Selected passage -
──────────────────────────────
Why Does Gravity Try To Attract All Things To the Center of Earth?

Because the center of the planet is the center of Earth’s gravity: its center of gravity.

You’ve heard the expression “center of gravity” before, and now’s your chance to understand what it really means. But first, what is gravity, or, more properly, gravitation?

Gravitation is one of the three fundamental forces in Nature. (The other two are the strong nuclear force, which holds atomic nuclei together, and the electroweak force, which drives certain radioactive changes and is responsible for all electric and magnetic effects.) And what is a force? A force is what makes things move, and nobody can define it any better, despite pages and pages of equations.

The gravitational force acts between any two pieces of matter and tries to bring them together. Every particle of matter in the universe is attracting every other particle of matter, simply because gravitational attraction is an inherent property of matter itself. (And nobody knows exactly why.)

But like two people on an ideal date, gravitation isn’t a one-way attraction. It’s mutual; each body attracts the other. And the more mass a body has , the more particles of matter it contains, the stronger its aggregate attractive force will be. That’s why when you jump off a ladder, Earth doesn’t fall upward to meet you. Its superior mass wins out, and Mohammed falls toward the mountain, so to speak.

(If you think you don’t know what mass is, pay a visit to the Nitpicker’s Corner at the end of this section. If you think you do know what mass is, and if you think you do, you do, then read on.) If mass is what attracts other masses by gravitation, then Earth should attract objects toward wherever most of its mass is concentrated, toward someplace within the body of the planet, rather than to someplace on the surface. But still, why the center?

Consider this: Every particle of matter in the body of our planet is attracting, and being attracted by, all the other particles. A particle that’s only a few meters deep beneath the surface is being pulled down by a lot more particles than are pulling it upward, because there are a lot more particles below it than above it. It therefore feels a net downward pull.
──────────────────────────────
Extracted information -
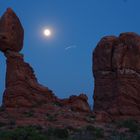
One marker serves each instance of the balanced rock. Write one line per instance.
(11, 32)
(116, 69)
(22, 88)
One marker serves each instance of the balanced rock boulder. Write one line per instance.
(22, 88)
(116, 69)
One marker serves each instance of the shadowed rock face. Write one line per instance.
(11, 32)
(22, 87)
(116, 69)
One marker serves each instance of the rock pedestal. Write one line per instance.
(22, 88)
──────────────────────────────
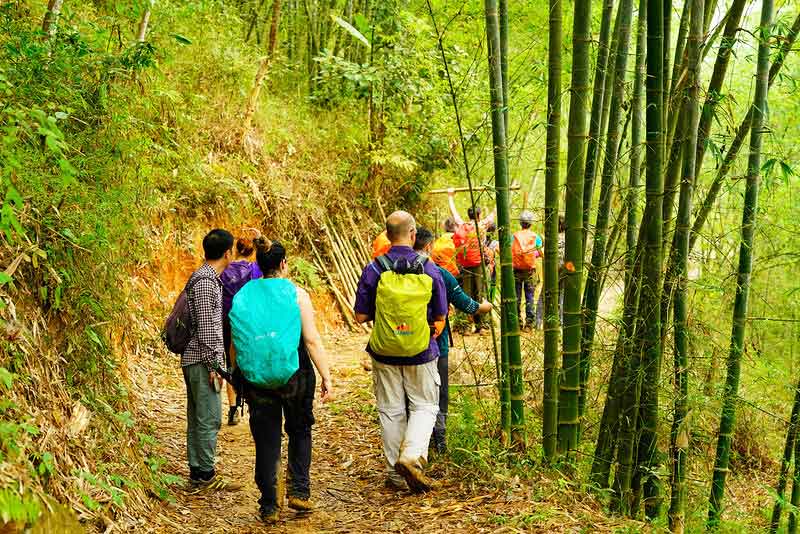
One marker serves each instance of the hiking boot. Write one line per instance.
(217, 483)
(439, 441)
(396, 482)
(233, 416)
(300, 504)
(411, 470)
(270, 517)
──────────────────────────────
Given exercise -
Please update the gravity text above from "You’ve heard the" up to and including "more properly, gravitation?", swapping "expression" for "phrase", and give that part again.

Solution below -
You’ve heard the phrase “center of gravity” before, and now’s your chance to understand what it really means. But first, what is gravity, or, more properly, gravitation?